Activity - Stop after the line holding "box: [164, 413, 181, 447]". Repeat exactly every line before it in the records below, that line too, and leave out the pictures.

START Available data

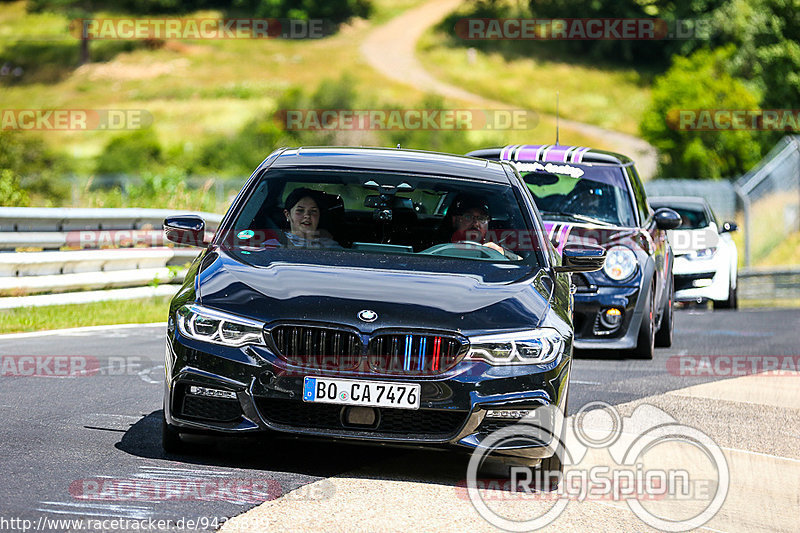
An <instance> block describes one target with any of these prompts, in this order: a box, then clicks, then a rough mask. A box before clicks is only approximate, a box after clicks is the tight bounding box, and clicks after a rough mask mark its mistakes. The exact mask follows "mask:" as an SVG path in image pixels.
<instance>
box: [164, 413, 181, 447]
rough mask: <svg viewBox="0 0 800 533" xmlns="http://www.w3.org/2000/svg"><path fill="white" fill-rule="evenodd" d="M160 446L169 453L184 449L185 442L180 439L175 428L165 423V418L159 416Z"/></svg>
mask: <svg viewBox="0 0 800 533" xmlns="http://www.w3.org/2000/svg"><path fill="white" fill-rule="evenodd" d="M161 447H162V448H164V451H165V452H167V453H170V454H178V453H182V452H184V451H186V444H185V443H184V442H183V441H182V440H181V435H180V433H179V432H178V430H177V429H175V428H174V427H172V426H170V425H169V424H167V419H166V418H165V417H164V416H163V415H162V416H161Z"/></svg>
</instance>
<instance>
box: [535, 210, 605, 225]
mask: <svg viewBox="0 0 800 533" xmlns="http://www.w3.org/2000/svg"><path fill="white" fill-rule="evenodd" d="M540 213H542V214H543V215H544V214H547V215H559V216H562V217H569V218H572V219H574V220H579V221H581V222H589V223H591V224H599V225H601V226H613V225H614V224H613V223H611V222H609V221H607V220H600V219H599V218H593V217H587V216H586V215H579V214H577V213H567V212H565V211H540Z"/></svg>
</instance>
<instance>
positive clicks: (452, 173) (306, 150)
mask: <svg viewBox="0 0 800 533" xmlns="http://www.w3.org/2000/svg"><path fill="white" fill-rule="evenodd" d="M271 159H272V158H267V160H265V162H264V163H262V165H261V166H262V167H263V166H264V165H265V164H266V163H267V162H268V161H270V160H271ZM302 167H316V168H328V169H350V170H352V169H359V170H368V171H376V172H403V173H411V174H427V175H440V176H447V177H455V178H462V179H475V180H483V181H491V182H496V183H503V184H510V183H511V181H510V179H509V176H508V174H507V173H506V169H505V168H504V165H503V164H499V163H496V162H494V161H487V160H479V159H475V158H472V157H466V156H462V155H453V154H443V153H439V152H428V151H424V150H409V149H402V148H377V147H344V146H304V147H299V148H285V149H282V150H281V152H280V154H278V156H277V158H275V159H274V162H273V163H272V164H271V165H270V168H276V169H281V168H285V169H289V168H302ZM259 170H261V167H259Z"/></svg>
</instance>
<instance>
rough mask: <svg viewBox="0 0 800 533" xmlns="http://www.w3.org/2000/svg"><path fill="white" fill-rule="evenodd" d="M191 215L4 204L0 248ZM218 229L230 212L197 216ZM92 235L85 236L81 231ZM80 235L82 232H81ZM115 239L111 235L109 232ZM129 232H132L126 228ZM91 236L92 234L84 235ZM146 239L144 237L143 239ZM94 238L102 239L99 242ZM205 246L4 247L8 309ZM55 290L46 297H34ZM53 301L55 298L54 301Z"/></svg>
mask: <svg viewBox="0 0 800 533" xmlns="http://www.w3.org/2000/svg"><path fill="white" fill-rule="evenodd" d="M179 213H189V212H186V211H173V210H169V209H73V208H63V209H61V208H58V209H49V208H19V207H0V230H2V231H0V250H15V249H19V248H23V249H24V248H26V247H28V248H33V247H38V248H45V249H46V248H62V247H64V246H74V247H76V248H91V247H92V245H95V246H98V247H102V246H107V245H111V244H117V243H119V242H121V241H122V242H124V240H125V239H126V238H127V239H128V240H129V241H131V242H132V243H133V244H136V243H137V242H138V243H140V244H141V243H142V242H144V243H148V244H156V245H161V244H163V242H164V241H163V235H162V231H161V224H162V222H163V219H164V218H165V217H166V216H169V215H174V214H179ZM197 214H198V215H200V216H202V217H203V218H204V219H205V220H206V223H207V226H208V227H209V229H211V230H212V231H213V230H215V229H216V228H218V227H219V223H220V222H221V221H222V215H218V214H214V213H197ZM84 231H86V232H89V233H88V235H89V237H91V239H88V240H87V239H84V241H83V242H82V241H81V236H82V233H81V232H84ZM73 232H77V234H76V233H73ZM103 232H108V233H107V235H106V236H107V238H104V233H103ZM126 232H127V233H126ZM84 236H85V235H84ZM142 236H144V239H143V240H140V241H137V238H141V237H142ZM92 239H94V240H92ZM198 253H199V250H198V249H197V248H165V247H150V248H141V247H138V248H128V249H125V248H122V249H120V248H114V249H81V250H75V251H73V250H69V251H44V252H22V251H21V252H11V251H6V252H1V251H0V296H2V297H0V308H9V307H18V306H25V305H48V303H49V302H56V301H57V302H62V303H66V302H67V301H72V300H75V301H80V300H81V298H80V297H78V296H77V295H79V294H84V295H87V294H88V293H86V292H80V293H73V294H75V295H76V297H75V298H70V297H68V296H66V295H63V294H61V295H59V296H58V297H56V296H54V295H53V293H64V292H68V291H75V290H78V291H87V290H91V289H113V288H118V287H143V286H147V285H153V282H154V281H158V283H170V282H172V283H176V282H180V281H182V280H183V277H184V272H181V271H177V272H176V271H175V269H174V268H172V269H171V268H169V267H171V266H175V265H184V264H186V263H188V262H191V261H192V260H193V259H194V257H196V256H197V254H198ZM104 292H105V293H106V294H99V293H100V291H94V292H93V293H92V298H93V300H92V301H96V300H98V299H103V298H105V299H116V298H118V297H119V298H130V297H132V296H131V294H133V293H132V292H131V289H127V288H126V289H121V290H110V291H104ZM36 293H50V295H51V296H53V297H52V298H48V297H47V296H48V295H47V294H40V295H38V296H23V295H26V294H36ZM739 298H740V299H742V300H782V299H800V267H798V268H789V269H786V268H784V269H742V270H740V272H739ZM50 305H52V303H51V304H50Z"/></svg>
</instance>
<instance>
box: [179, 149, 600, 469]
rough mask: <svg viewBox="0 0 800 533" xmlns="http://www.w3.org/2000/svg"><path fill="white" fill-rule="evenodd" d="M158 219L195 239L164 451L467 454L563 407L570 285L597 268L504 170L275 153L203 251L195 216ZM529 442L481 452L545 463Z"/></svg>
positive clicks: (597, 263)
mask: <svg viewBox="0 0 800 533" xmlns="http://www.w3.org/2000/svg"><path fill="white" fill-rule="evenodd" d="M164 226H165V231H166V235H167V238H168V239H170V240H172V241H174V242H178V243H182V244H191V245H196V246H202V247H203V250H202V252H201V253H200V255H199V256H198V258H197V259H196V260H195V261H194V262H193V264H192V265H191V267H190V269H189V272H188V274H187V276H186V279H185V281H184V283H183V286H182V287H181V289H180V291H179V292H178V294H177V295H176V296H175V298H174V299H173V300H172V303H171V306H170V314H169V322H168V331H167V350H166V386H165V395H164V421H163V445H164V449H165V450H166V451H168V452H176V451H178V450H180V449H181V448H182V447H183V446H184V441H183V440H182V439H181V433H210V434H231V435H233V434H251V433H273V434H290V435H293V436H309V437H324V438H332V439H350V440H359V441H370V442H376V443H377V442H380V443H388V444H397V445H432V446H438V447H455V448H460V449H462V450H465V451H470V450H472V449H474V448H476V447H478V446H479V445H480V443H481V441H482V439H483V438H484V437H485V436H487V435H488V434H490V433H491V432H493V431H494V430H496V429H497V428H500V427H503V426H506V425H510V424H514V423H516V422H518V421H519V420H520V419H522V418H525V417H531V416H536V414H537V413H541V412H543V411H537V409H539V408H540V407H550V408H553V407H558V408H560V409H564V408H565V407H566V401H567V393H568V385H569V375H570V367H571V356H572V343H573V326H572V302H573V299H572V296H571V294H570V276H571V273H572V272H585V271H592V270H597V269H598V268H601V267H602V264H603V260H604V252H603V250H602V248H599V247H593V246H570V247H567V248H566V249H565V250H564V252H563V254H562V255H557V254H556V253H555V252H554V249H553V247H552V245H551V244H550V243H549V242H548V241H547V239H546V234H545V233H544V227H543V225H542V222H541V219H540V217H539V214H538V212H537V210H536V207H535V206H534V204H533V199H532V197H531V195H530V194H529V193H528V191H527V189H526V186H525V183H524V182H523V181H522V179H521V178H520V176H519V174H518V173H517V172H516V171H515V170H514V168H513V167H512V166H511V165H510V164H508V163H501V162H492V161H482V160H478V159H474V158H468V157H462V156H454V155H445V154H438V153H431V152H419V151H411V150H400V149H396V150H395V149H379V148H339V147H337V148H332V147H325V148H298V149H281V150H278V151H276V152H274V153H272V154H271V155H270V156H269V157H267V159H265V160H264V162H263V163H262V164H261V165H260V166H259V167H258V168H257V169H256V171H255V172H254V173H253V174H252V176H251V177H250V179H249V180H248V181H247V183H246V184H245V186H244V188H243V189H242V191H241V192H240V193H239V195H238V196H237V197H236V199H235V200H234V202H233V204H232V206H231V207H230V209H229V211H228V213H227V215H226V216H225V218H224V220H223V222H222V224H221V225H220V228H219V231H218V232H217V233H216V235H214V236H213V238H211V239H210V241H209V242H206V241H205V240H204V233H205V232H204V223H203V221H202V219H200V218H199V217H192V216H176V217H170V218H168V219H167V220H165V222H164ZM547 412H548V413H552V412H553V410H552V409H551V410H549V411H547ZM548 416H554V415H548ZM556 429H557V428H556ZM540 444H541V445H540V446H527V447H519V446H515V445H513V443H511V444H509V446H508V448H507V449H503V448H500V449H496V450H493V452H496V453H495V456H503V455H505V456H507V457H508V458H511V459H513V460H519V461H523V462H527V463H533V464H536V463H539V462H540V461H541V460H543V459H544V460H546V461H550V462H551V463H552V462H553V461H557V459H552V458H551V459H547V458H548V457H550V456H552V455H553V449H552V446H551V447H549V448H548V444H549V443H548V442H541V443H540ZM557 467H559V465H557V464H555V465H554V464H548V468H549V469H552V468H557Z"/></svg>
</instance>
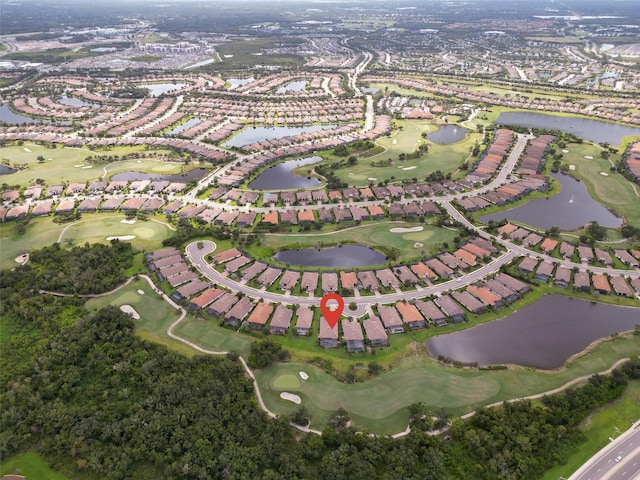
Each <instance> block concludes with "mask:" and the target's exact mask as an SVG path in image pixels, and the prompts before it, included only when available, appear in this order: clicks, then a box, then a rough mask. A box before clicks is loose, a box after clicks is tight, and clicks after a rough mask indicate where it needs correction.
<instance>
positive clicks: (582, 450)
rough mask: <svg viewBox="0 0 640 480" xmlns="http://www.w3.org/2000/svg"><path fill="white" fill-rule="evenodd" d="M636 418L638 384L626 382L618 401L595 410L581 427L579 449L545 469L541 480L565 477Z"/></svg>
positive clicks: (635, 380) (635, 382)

END Available data

Response to the task -
An <instance> block describes one target with any of these prompts, in this order: a box, then clicks, then a rough mask. A box before clicks is only approximate, a box after clicks is the tight bounding box, and clicks after a rough mask mark its mistakes. The exact mask follows "mask:" as an SVG path in image pixels.
<instance>
box: [164, 413, 181, 447]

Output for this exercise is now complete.